━━━ Input records ━━━

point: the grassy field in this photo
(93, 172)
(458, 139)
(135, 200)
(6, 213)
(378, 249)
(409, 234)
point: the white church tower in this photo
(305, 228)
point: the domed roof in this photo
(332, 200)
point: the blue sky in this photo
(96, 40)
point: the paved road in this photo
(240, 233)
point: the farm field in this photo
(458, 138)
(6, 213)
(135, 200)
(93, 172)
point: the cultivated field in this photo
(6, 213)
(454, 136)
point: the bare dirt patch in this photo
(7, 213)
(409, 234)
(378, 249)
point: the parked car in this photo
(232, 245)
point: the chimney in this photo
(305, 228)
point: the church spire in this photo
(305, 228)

━━━

Task goal :: Begin at the line that has "point: the chimney in this photo" and stop after the last of the records. Output those records as a two-column CSV with the headers entry and answer, one row per record: put its text and its answer each in a single quoted field, and replace any line breaks with spaces.

Finished answer ::
entry,answer
"point: the chimney in this photo","(305, 228)"
"point: the church spire in this photo","(305, 228)"